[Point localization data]
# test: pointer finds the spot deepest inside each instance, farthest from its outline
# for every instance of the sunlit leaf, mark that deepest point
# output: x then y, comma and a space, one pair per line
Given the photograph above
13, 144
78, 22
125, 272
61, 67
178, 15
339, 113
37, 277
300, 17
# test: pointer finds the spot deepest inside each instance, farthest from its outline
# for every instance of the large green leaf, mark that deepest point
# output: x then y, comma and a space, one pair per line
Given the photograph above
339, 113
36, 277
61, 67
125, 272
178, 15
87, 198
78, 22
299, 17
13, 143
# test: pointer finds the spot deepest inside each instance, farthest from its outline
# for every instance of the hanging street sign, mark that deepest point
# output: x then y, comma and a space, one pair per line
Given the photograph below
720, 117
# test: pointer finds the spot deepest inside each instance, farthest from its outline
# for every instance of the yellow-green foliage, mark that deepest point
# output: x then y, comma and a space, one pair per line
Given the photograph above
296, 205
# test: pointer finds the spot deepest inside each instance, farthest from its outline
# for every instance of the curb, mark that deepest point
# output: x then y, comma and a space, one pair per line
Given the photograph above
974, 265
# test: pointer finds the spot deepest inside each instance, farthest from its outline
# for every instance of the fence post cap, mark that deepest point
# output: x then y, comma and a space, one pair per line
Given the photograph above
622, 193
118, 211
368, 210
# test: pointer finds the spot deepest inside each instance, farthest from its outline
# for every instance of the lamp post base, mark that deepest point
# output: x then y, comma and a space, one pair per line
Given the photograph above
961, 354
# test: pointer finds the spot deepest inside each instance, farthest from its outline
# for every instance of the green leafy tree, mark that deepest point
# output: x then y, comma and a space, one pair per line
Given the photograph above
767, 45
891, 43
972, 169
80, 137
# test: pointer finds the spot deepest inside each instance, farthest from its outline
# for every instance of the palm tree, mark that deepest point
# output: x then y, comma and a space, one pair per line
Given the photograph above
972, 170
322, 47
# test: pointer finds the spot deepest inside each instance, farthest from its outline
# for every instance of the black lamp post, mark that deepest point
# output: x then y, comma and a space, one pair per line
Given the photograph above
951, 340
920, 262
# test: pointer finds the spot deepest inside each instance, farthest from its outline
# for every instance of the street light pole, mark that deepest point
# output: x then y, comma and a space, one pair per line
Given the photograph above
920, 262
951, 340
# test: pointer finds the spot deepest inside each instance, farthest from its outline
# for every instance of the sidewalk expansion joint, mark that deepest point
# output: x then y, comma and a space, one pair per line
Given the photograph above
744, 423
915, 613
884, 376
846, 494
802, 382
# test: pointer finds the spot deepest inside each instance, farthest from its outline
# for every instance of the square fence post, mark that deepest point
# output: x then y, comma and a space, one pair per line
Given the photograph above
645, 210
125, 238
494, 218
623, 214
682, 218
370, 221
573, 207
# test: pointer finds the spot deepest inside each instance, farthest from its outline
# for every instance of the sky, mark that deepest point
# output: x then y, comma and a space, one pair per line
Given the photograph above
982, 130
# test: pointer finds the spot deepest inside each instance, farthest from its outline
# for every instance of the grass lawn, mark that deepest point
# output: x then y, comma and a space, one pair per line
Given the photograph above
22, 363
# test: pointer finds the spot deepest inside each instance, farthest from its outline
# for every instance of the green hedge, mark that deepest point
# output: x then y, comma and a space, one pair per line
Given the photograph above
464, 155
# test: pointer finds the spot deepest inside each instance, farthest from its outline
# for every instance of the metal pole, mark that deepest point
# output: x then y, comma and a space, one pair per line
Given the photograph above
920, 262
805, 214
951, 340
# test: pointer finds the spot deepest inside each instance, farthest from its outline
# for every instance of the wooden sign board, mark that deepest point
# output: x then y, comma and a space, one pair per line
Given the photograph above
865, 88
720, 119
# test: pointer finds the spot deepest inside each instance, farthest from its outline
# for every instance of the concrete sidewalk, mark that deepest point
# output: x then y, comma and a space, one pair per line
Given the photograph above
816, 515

→ **Task prompt**
Retype the records in full. Keep every line identical to the original.

→ **Answer to this task**
# test: pointer finds the spot deepest inside each instance, farthest from its outline
# for every instance of the sunlit leaf, mark that deepest point
# output: x then y, comma and a space, one pair per line
Given the photograph above
13, 144
78, 22
125, 272
61, 67
178, 15
339, 113
37, 277
300, 17
# test: pointer finds the spot deepest inside each instance, farthest from its outline
# for every instance of the large green leaf, mark that deepest point
# output: x then y, comma and a space, one pair per line
Given the photograph above
339, 113
36, 277
61, 67
125, 272
178, 15
87, 198
78, 22
299, 17
13, 143
# test: pointer finds the spot deepest inside each instance, farthest from its outline
# for every instance of the hanging street sign, mark that deepest point
# output: x then y, comma and a space, one pair per line
Given the photograph below
720, 117
# test: pointer finds the spot deepest inside each instance, farthest from its outline
# for every instance of the yellow-green foliage, mark that deepest point
# output: x then y, comma and a space, one pair per line
Given the photograph above
296, 205
# test: pointer finds the spot deepest inside each instance, farthest from its outline
# for every instance of the curb, mark that deepest point
# output: x then y, comma and a space, one pair per line
Given the photograph above
974, 265
# test: pointer finds the spot deepest inside each instance, farthest from its outline
# for every instance of the fence post cap, mark that deepest point
# output: x then y, comma and a space, one pair per line
Given the photograph above
622, 193
118, 211
368, 210
# test: pointer finds the spot deepest inside each instance, farthest from its outline
# for every instance of the lamp post base, mark that deepest point
# output: x then y, comma and a space, one pair per line
Given the photograph above
961, 354
# test: pointer finds the spot deepest inside each instance, farthest from its outline
# for every instance of the green leafy tree, mark that deepest point
# output: x then y, comma and a space, one pair per line
Given the photograph above
767, 45
891, 43
972, 169
80, 137
# test: pointer finds the spot deepest inside each instance, farthest from its outline
# for every instance of the palm tree, mark that deepest point
# output: x then y, comma and a space, one pair per line
Given the photograph above
972, 170
322, 47
# test: pointer finds the spot deepest inside each instance, farthest from its outline
# for every instance of the black lamp post, mark that deepest point
# output: x then y, comma and a space, one pair per line
Given the photograph above
951, 340
920, 262
# test: pointer finds the spot deepest inside each instance, farthest from its outline
# for every instance of the street light pole, mark that deepest point
# output: x then y, comma and a space, one pair per line
Given the photograph above
920, 262
951, 340
# test: pointer finds the spot deepest inside each instance, farthest from its outline
# for every instance of the sidewalk expansion joint, mark that deepest point
# output: x then y, comma and a space, one pair per line
Given the photograph above
744, 423
915, 613
884, 376
846, 494
802, 382
# test: pointer finds the spot deepest inside each instance, farthest from its outline
# for every instance of the square fence post, mark that deepest point
# output: x then y, comma and a space, one pair per line
Given the photograph above
645, 210
125, 238
494, 218
623, 214
682, 218
370, 221
573, 207
# test: pointer finds the spot deepest inside each instance, farthest from its outline
# for every instance of the sky, mark that deepest point
# output: x then y, comma and a space, one pair per line
Given the photograph above
982, 130
# test: pointer finds the spot deepest inside each instance, farthest from its outline
# for every instance of the grass lawn, mark that deepest point
# output: x then y, comma and a space, one pair per line
Given the photograph above
22, 363
# test: pointer finds the spot deepest inside each instance, farthest from its outline
# for every instance of the green hedge, mark that deepest point
# output: x then y, comma and a space, one pair per line
Given the photograph above
464, 155
# test: pointer finds the spot deepest inside each instance, farthest from its outline
# for every instance of the metal pole, mark that deepest point
# output: x then y, comma and a space, one pair per line
Given the photograph above
920, 262
805, 214
951, 340
# test: pointer finds the spot deepest inside each instance, farthest from its outline
# for every instance of the wooden sign board, mark that deepest point
# output: x then y, comma and a space, one pair per line
Given the photograph above
865, 88
720, 119
# test: pointer finds the spot deepest inside each instance, farthest from its outline
# for every instance of the concrete sidewalk, mark that deepest point
# output: x then y, comma and a space, one pair per line
Given the photograph above
816, 515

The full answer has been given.